*** Opening of SOURCE MATERIAL ***
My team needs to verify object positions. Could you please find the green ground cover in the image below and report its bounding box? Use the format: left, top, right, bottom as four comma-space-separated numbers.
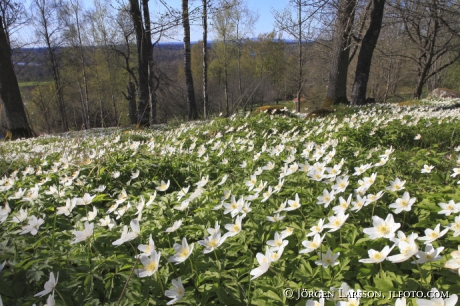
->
1, 99, 460, 305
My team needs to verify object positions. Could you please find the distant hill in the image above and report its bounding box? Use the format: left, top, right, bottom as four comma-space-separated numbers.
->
12, 39, 304, 84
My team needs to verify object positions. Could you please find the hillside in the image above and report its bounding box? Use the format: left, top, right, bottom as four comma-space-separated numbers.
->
1, 100, 460, 305
12, 42, 187, 84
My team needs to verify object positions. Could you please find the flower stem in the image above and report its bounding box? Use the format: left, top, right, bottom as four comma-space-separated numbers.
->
189, 257, 195, 275
55, 288, 68, 306
371, 202, 376, 222
214, 250, 220, 270
52, 207, 57, 256
413, 256, 428, 289
117, 257, 140, 306
156, 272, 165, 295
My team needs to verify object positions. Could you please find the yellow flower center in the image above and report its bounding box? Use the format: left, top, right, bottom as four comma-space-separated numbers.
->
377, 224, 390, 235
373, 253, 383, 260
179, 248, 189, 258
349, 300, 359, 306
401, 246, 412, 255
209, 239, 219, 247
146, 261, 157, 272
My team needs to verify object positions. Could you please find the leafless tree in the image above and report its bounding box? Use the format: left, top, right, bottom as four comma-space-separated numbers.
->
274, 0, 328, 112
325, 0, 357, 106
0, 0, 34, 138
33, 0, 69, 131
182, 0, 198, 120
350, 0, 386, 105
394, 0, 460, 99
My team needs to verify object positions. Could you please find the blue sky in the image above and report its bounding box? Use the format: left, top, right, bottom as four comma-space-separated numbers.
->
17, 0, 290, 44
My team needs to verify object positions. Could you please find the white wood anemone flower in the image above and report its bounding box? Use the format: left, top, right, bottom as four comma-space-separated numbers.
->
418, 224, 449, 244
412, 244, 444, 264
250, 248, 272, 280
34, 271, 59, 297
168, 237, 194, 264
136, 234, 156, 258
112, 219, 140, 246
156, 180, 170, 192
444, 246, 460, 276
363, 214, 400, 240
315, 249, 340, 268
20, 215, 45, 236
359, 245, 394, 264
135, 250, 161, 278
71, 222, 94, 244
165, 219, 183, 233
389, 192, 416, 214
165, 277, 185, 305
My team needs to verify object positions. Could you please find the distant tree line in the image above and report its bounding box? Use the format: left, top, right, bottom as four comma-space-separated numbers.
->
*** Close of SOURCE MATERIAL ***
**TO DO:**
Restate the material word for word, minus pictures.

**ANSWER SPACE:**
My team needs to verify object positions. Could you please find the green ground cover in the image below and report its bounding box? Use the format: left, top, right, bottom as four comma-space-separated numbers.
->
1, 99, 460, 305
My team needs to verify object positions. Could you please find the distant hill in the image above and report its bounding box? Use the format: left, top, right, bottom as four comma-space-separated numbers.
->
12, 39, 304, 84
My team needs to verify object positions. Could you please find the hillside in the image above and report its bounding box? Use the format: left, top, right, bottom as four comma-space-separated numbers.
->
1, 100, 460, 305
12, 42, 187, 84
My team needs to verify object positions. Could you please find the flower stem in the image above and report its bounding box? Use the format: left, top, right, bottom as four comma-space-separated numbers.
->
189, 257, 195, 275
55, 288, 68, 306
371, 202, 376, 222
214, 250, 220, 270
52, 207, 57, 256
413, 256, 428, 289
117, 257, 140, 306
156, 272, 165, 295
My team needs to verify object positions. Could you please find the yellow flower center in the image above and report its bounding box? Use the format: left, top, right, bottom as four comma-space-separated numbers.
->
377, 224, 390, 235
373, 253, 383, 260
179, 248, 189, 258
349, 300, 359, 306
401, 246, 412, 255
209, 239, 219, 247
146, 261, 157, 272
My team needs to verify object positions. Could you please find the leafless tree in the image above and report its bounding box? Use the format: left, top, right, bottom as four comma-space-separated numbers.
->
274, 0, 328, 112
325, 0, 357, 106
0, 0, 34, 138
33, 0, 69, 131
182, 0, 198, 120
350, 0, 386, 105
394, 0, 460, 99
My team needs to verify object positions. Could you please find the blue sky in the image above and report its bounding box? Use the format: left, top, right, bottom as four comma-space-separated numbers.
->
17, 0, 290, 44
My team needs to verify object positions. Could you please find the white wood anemone flower in the image above and report its bounding box? Use the format: left, top, right, bottom as four comma-space-separated numbers.
->
418, 224, 449, 244
412, 244, 444, 264
250, 248, 272, 280
34, 271, 59, 297
168, 237, 194, 264
136, 234, 156, 258
112, 219, 140, 246
156, 180, 170, 192
444, 246, 460, 276
363, 214, 400, 240
315, 249, 340, 268
20, 215, 45, 236
359, 245, 394, 264
135, 250, 161, 278
71, 222, 94, 244
165, 219, 183, 233
389, 192, 416, 214
165, 277, 185, 305
My team needs to verify object positions. Could you please find the distant tree line in the image above and report its bounding box? Use the format: left, top, right, bottom as four comma-space-separated numbers.
->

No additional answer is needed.